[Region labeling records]

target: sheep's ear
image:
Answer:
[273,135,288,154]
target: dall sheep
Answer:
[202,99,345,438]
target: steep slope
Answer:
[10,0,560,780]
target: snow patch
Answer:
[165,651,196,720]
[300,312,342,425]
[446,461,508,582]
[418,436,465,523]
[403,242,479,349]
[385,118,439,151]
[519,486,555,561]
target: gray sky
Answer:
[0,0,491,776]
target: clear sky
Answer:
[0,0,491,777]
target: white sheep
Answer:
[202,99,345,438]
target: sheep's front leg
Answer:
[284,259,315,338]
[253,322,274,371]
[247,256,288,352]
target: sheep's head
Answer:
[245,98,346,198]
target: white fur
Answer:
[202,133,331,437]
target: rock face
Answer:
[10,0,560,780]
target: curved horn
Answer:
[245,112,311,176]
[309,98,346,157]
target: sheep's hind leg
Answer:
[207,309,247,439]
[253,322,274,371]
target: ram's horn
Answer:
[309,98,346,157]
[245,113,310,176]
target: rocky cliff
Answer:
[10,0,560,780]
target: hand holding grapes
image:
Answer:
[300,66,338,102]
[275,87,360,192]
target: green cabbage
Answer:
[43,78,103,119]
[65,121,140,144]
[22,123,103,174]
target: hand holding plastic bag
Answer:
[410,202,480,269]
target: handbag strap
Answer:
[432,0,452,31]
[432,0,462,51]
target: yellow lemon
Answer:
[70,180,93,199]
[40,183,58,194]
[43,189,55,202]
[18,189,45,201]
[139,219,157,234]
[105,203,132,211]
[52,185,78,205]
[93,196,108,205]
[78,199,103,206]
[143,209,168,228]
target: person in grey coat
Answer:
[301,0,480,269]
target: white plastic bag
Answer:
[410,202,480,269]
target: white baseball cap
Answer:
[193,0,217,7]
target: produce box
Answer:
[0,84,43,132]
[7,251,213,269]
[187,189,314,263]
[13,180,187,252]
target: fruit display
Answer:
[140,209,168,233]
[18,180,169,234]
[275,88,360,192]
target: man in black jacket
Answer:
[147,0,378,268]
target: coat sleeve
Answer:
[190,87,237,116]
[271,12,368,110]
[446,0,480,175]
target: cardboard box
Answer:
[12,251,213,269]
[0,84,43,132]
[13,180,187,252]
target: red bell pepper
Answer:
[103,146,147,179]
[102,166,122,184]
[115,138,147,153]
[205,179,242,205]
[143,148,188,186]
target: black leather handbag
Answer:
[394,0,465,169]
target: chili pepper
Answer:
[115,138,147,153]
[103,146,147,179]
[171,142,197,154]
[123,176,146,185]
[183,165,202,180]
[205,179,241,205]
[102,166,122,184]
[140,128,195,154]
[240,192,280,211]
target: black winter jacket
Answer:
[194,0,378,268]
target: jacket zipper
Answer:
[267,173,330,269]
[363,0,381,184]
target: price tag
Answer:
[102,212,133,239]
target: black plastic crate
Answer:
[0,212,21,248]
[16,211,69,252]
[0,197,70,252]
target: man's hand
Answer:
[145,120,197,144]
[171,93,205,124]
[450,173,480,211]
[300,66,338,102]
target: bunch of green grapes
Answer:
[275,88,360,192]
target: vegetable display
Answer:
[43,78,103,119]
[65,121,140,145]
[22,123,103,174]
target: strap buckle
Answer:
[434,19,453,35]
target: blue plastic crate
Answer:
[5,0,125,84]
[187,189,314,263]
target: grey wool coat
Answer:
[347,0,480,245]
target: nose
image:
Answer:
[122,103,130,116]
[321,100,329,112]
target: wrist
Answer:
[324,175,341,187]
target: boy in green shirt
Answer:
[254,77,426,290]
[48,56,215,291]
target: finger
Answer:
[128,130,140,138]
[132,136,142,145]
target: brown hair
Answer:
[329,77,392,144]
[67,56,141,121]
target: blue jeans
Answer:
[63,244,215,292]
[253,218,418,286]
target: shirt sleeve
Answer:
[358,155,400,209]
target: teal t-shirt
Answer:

> Objective
Rewrite all of the records above, replacing each "sheep" with "goat" and leaving everything else unchanged.

> Answer to this task
target: goat's ear
image:
Answer:
[273,135,288,154]
target: dall goat
Answer:
[202,99,345,438]
target: steep slope
Answer:
[10,0,560,780]
target: snow patch
Answer:
[165,651,196,720]
[300,312,342,425]
[446,461,508,582]
[418,436,465,523]
[403,242,479,349]
[385,118,439,151]
[519,486,555,561]
target: gray sky
Answer:
[0,0,491,776]
target: clear sky
Answer:
[0,0,491,777]
target: white goat
Answer:
[202,99,345,438]
target: goat's front leg
Answer:
[284,259,315,338]
[253,322,274,371]
[247,256,288,352]
target: goat's head
Answer:
[245,98,346,198]
target: white fur
Answer:
[202,133,331,437]
target: rock face
Answer:
[10,0,560,780]
target: curved horn
Answer:
[245,112,311,176]
[309,98,346,157]
target: goat's hind leg
Answer:
[207,309,247,439]
[253,322,274,371]
target: ram's horn
Answer:
[309,98,346,157]
[245,113,310,176]
target: rocky cliff
Answer:
[10,0,560,780]
target: hand holding grapes
image:
Answer:
[300,66,338,102]
[275,87,360,192]
target: green cabbage
Answer:
[43,78,103,119]
[65,121,140,144]
[22,123,103,174]
target: hand holding plastic bag
Answer:
[410,202,480,269]
target: handbag strap
Answer:
[432,0,452,31]
[432,0,462,51]
target: yellow lemon
Answer:
[70,180,93,199]
[40,183,58,194]
[43,189,55,202]
[18,189,45,201]
[139,219,157,234]
[105,203,132,211]
[52,185,78,205]
[93,196,108,205]
[78,199,103,206]
[143,209,168,228]
target: person in grey coat
Answer:
[301,0,480,269]
target: white plastic bag
Answer:
[410,202,480,269]
target: white baseball cap
Answer:
[193,0,217,7]
target: produce box
Answer:
[0,84,43,132]
[7,251,213,269]
[187,189,314,263]
[13,180,187,252]
target: fruit display
Answer:
[140,209,168,233]
[18,180,169,234]
[275,88,360,192]
target: man in black jacket
Answer:
[147,0,378,268]
target: coat sleeve
Answer:
[190,87,237,116]
[271,12,368,110]
[446,0,480,175]
target: cardboard box
Answer:
[12,251,213,269]
[0,84,43,132]
[13,180,187,252]
target: red bell pepper
Answer:
[103,146,147,179]
[102,166,122,184]
[115,138,147,153]
[205,179,242,205]
[143,148,188,186]
target: black leather handbag
Answer:
[394,0,465,169]
target: chili pepper
Answer:
[115,138,147,153]
[103,146,147,179]
[171,142,197,154]
[123,176,146,185]
[183,165,202,180]
[205,179,241,205]
[102,166,122,184]
[140,128,195,154]
[240,192,280,211]
target: black winter jacket
Answer:
[194,0,378,268]
target: jacket zipper
Answer:
[267,173,330,269]
[363,0,381,184]
target: price tag
Answer:
[102,212,133,239]
target: black plastic crate
Answer:
[0,212,21,248]
[16,211,69,252]
[0,197,70,252]
target: man's hand
Answer:
[145,120,197,144]
[171,93,205,124]
[450,173,480,211]
[300,66,338,102]
target: bunch of green grapes
Answer:
[275,88,360,192]
target: vegetable display
Answer:
[43,78,103,119]
[65,121,140,145]
[22,123,103,174]
target: strap buckle
Answer:
[434,19,453,35]
target: blue plastic crate
Answer:
[5,0,125,84]
[187,189,314,263]
target: grey wool coat
Answer:
[347,0,480,245]
target: nose
image:
Answer:
[122,103,130,116]
[321,100,329,112]
target: wrist
Answer:
[324,175,341,187]
target: boy in green shirt
Answer:
[254,77,426,290]
[48,56,215,291]
target: finger
Answer:
[128,130,140,138]
[132,136,142,145]
target: brown hair
Answer:
[329,77,392,144]
[67,56,141,121]
target: blue jeans
Answer:
[63,244,215,292]
[253,218,418,286]
target: shirt sleeve
Answer:
[358,155,400,209]
target: teal t-shirt
Answer:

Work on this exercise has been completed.